### Problem 1
Retype the forum thread below word for word, from "# Miracola's Goodfellas" up to and including "purchased from him...".

+++ Given text

# Miracola's Goodfellas blood



## RippedPit (Oct 4, 2011)

Has anyone here purchase from Johnny Miracola @ Goodfella Kennels? Its a struggle to find ppl that have a purchased from him...


----------



## fishinrob (Apr 14, 2010)

I looked at his site. Nice looking Bully's but I see no peds or anything saying they are registered.They have UKC and ABKC logos but make sure. They should be able to hook you up with former customers if they've been in business for 14 years. I'd get at least 10 different referrals with photos and numbers or e-mails. The more out of state referrals the better since they won't be relatives


----------



## RippedPit (Oct 4, 2011)

Lol they are registered I've talked to two ppl that have owned @ least 3 or more dogs from them. I speak to Johnny often and loyal customer of his... I've seen pics and vids of pups and adults. But most owners are located in South FLA. I was just wondering if I would get lucky on catching anyone up here with some Goodfella blood. Oh yea XK9 is where more goodfella blood is but the few I've spoken to that have purchase from that kennel didn't like the business.


----------



## RippedPit (Oct 4, 2011)

fishinrob said:


> I looked at his site. Nice looking Bully's but I see no peds or anything saying they are registered.They have UKC and ABKC logos but make sure. They should be able to hook you up with former customers if they've been in business for 14 years. I'd get at least 10 different referrals with photos and numbers or e-mails. The more out of state referrals the better since they won't be relatives


Oh yea the dogs peds go back to Tonkawa Gray Fox....which highly concentrated in South FLA. S/n Mighty Matteo has Goodfella blood in his ped


----------



## PBnKobePit (Sep 26, 2011)

RippedPit said:


> Lol they are registered I've talked to two ppl that have owned @ least 3 or more dogs from them. I speak to Johnny often and loyal customer of his... I've seen pics and vids of pups and adults. But most owners are located in South FLA. I was just wondering if I would get lucky on catching anyone up here with some Goodfella blood. Oh yea XK9 is where more goodfella blood is but the few I've spoken to that have purchase from that kennel didn't like the business.


It sounds like you got your answer then lol


----------



## RippedPit (Oct 4, 2011)

PBnKobePit said:


> It sounds like you got your answer then lol


Naw I wanted to know if anyone on this board had purchased from Goodfella Kennels and their feedback...that's what I wanted to know


----------



## PBnKobePit (Sep 26, 2011)

I know I'm playing I dont know anyone personally who has but on another forum I read good things


----------



## RippedPit (Oct 4, 2011)

PBnKobePit said:


> I know I'm playing I dont know anyone personally who has but on another forum I read good things


Lol cool! I just want to see more productions!


----------



## fishinrob (Apr 14, 2010)

Grey Fox has always been one of my favorite Amstaff's. Matteo is a little too bulky for my taste. Their page definitely needs more details on peds and production.


----------



## Natawnie (Jan 7, 2011)

Both of my dogs have Goodfellas in their bloodline and both are PR UKC registered.

http://www.pedigreedatabase.com/american_pit_bull_terrier/dog.html?id=1205035

thats a link to my females pedigree... she's short and medium-wide also has a GREAT personality


----------



## Sadie (Jun 18, 2008)

++++++

### Problem 2
Write out again only the lines of the rows below, from the line with "[mark] white lane" up to and including the line with "(1128, 705)", keeping every instruction line and adding 33 to each number in the point coordinates.

+++ Records for this task

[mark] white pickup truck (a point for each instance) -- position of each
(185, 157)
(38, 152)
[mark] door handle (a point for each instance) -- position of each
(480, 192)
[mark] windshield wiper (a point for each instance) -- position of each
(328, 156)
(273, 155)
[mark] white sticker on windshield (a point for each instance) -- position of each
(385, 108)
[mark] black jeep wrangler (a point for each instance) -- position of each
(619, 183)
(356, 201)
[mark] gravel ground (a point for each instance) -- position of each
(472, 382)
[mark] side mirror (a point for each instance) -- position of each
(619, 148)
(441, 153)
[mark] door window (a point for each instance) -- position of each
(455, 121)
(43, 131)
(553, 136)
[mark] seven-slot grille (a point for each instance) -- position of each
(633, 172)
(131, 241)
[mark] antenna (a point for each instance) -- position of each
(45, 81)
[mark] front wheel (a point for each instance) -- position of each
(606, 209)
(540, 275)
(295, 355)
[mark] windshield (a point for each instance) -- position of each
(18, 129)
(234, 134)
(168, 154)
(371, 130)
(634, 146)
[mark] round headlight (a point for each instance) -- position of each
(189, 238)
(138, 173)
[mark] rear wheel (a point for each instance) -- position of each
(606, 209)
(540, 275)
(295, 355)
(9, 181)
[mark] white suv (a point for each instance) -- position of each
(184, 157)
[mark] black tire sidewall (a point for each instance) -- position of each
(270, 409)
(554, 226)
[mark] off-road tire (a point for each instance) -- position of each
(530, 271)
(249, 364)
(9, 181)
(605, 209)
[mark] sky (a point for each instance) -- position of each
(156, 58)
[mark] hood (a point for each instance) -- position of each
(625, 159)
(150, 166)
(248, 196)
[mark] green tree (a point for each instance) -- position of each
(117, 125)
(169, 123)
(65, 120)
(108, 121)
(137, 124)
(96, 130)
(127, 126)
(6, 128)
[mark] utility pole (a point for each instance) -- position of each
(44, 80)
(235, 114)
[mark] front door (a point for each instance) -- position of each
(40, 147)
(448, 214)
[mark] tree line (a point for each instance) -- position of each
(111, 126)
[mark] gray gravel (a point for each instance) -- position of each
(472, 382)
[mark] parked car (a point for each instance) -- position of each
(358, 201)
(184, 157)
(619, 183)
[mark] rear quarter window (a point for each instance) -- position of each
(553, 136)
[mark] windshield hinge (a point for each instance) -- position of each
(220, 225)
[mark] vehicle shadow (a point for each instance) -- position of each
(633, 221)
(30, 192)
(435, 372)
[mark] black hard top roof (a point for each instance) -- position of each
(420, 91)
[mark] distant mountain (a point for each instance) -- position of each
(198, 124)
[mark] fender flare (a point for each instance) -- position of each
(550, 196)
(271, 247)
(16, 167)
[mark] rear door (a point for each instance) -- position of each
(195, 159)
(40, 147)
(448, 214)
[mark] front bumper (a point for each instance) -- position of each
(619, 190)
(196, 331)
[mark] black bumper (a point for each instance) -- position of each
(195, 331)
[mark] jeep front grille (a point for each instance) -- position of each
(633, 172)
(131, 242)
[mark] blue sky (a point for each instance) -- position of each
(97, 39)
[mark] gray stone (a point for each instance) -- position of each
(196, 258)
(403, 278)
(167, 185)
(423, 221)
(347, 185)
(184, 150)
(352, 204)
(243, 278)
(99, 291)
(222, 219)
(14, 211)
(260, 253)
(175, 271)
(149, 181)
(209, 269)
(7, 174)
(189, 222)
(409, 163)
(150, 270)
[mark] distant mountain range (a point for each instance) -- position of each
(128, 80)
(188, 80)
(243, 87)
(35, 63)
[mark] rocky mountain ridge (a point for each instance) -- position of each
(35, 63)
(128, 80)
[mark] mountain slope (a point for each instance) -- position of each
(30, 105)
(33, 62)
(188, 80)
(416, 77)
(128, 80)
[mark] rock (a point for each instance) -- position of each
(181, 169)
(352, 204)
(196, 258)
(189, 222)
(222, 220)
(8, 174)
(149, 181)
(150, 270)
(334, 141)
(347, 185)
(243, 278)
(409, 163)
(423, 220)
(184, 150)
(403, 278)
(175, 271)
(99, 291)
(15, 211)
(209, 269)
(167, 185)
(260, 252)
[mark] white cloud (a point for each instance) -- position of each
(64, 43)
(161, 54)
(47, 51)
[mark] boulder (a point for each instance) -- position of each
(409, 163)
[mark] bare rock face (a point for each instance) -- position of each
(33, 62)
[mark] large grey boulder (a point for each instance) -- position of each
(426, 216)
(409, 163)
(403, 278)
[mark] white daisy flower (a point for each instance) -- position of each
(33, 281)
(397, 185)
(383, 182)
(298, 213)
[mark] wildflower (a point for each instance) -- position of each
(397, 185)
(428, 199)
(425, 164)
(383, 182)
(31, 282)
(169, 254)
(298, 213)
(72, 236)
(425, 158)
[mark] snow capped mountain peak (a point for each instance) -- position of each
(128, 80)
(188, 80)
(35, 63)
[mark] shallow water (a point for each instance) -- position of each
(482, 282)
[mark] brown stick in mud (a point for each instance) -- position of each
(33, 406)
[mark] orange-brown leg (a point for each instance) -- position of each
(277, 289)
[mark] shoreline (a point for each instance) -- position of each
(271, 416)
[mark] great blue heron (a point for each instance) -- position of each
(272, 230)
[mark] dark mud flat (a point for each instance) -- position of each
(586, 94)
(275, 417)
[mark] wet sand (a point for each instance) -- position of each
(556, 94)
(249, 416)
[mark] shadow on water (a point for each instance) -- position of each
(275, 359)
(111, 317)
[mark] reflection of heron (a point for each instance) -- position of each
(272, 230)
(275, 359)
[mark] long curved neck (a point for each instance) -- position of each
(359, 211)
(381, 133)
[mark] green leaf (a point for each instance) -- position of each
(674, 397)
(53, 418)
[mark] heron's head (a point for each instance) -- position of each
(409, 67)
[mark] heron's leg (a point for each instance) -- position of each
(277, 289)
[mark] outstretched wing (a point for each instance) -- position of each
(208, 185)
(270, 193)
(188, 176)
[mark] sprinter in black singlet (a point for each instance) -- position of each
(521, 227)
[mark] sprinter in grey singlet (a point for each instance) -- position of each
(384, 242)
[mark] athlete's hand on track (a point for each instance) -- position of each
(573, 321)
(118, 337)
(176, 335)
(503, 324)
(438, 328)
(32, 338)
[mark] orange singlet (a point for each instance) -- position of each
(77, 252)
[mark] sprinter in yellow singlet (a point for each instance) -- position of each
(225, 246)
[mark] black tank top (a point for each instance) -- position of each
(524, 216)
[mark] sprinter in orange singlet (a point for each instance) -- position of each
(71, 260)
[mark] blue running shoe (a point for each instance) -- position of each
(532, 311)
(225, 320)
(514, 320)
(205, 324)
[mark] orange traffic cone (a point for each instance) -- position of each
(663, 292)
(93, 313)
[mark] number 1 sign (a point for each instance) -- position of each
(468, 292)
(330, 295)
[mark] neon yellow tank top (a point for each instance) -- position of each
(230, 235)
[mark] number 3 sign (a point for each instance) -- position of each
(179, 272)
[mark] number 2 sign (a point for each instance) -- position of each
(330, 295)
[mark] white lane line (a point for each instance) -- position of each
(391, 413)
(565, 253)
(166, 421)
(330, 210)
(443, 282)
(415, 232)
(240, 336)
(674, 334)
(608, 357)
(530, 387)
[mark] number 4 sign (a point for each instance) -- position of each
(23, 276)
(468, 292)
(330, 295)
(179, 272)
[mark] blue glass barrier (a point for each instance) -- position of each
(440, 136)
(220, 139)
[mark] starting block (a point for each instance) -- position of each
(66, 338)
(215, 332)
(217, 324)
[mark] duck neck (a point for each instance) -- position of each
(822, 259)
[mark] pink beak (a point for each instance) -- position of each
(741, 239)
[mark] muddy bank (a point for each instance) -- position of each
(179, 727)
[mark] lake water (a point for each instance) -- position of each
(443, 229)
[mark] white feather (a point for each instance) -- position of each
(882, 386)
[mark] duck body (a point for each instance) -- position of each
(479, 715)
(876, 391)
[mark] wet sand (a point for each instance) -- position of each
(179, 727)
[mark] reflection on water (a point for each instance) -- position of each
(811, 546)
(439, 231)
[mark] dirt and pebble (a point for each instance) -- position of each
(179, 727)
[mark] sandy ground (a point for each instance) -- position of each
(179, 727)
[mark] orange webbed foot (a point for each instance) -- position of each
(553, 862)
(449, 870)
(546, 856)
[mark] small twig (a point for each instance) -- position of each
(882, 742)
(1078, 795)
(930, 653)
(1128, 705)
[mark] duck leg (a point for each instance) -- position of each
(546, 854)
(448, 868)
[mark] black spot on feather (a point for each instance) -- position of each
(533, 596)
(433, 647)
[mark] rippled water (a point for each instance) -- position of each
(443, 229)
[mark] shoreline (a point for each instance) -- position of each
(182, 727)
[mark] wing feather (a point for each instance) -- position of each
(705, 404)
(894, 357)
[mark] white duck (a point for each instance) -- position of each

++++++

### Expected answer 1
# Miracola's Goodfellas blood



## RippedPit (Oct 4, 2011)

Has anyone here purchase from Johnny Miracola @ Goodfella Kennels? Its a struggle to find ppl that have a purchased from him...

### Expected answer 2
[mark] white lane line (a point for each instance) -- position of each
(424, 446)
(598, 286)
(199, 454)
(363, 243)
(476, 315)
(448, 265)
(273, 369)
(707, 367)
(641, 390)
(563, 420)
[mark] number 4 sign (a point for each instance) -- position of each
(56, 309)
(501, 325)
(363, 328)
(212, 305)
[mark] blue glass barrier (a point for each instance) -- position of each
(473, 169)
(253, 172)
[mark] starting block (a point for each instance) -- position of each
(99, 371)
(248, 365)
(250, 357)
[mark] duck neck (a point for each instance) -- position of each
(855, 292)
[mark] pink beak (a point for each instance) -- position of each
(774, 272)
[mark] muddy bank (a point for each instance) -- position of each
(212, 760)
[mark] lake water (a point for each instance) -- position of each
(476, 262)
[mark] white feather (a point for each instance) -- position of each
(915, 419)
[mark] duck body (a point for each instance) -- position of each
(512, 748)
(909, 424)
[mark] wet sand (a point for each instance) -- position of each
(212, 760)
[mark] reflection on water (a point for each instance) -- position of each
(844, 579)
(472, 264)
[mark] dirt and pebble (a point for each instance) -- position of each
(212, 760)
[mark] sandy ground (a point for each instance) -- position of each
(212, 760)
[mark] orange webbed foot (a point for each instance) -- position of each
(586, 895)
(482, 903)
(579, 889)
[mark] small twig (a point for each instance) -- position of each
(915, 775)
(1111, 828)
(963, 686)
(1161, 738)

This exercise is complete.